Extrait du document |
★ ★ ★ ★ ★ ★ ★

Ce discours a la réputation d’être philosophique, il ressemble plutôt à un programme de recherche pour demander des financements.
(I) Le chercheur raconte d’abord sa vie pour se présenter, sans façon, à la Montaigne ;
(II) il présente ensuite une Méthode originale qui s’annonce prometteuse ;
(III) de cette Méthode il commence par tirer une Morale, afin de fonder l’éthique du chercheur qui n’existait pas encore ;
(IV) il en tire aussi une Métaphysique, nécessaire à l’époque pour que les résultats de la science ne fâchent pas l’Église de Rome ;
(V) il présente ensuite quelques résultats scientifiques prometteurs de Physique et de Médecine, toujours grâce à sa Méthode ;
(VI) et enfin, il demande de l’argent pour continuer ses expériences.

★ ★ ★ ★ ★ ★ ★

Données fournies |
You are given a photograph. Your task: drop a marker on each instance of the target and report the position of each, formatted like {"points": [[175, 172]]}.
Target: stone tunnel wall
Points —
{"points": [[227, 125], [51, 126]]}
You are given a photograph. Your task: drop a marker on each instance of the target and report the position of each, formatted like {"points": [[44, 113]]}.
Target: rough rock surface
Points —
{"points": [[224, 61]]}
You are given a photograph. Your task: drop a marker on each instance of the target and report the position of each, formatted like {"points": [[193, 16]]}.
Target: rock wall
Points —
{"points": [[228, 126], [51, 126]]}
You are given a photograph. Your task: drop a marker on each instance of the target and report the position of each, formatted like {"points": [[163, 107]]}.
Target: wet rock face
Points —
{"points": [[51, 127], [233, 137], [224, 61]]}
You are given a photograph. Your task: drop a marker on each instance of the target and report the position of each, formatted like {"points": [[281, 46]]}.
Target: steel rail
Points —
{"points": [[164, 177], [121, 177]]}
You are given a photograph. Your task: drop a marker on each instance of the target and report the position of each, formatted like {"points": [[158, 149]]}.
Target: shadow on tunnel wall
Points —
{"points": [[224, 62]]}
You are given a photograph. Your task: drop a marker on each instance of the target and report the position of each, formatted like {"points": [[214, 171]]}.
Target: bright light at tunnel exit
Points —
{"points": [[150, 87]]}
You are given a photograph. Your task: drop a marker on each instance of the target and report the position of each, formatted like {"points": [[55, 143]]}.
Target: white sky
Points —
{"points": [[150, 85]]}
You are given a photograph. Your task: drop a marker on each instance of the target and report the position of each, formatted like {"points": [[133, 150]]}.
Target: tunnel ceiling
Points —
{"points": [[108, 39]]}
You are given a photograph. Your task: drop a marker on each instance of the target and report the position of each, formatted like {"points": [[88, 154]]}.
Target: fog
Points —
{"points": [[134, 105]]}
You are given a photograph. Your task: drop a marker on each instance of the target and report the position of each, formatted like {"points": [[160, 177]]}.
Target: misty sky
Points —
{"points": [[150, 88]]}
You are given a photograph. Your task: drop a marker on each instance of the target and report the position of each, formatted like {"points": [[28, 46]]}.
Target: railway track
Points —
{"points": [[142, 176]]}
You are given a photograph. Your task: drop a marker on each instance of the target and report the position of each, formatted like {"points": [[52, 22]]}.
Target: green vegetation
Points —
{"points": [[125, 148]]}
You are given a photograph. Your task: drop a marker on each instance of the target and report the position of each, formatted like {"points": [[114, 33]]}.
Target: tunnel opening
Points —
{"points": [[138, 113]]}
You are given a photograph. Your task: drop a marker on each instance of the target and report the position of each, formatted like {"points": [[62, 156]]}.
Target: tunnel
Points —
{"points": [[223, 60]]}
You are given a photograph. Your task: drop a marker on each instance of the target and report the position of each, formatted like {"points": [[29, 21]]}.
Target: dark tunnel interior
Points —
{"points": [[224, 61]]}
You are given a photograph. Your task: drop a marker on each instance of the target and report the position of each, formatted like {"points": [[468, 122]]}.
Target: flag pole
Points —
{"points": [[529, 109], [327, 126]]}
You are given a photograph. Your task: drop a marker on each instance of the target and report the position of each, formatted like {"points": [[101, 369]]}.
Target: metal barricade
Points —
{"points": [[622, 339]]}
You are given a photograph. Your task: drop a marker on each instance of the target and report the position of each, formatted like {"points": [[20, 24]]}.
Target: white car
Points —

★ ★ ★ ★ ★ ★ ★

Votre tâche |
Rédigez, s'il vous plaît, la suite du texte sur le plan en six parties de ce discours, à partir de sa dernière phrase.

Résultat obtenu |
Le Discours introduisait aussi 3 essais scientifiques révolutionnaires pour l’époque (la Dioptrique, les Météores et la Géométrie) ; et par ailleurs, c’est le premier livre européen de sciences qui n’est pas écrit en latin.
La science de Descartes est parfois étonnante, par exemple il suppose que le sang circule dans le corps comme dans un chauffage central, par l’effet de la chaleur et de la pression ; ou il développe la théorie célèbre des animaux-machines ; mais ses hypothèses sont toujours plausibles et compatibles avec ses expériences. Il a tenté un système global de la connaissance humaine, où la science la plus moderne de l’époque resterait en accord avec la tradition de la Religion.
la lecture de tous les bons livres est comme une conversation avec les plus honnêtes gens des siècles passés, qui en ont été les auteurs, & même une conversation étudiée, en laquelle ils ne nous découvrent que les meilleures de leurs pensées (I.7)
Ce n’est pas dans le Discours que se trouvent les théories scientifiques de Descartes les plus durables. Se gausser de ces erreurs n’amuse pas longtemps, par contre, on peut observer la pensée en marche d’un grand savant, une personne attachante, et une sagesse.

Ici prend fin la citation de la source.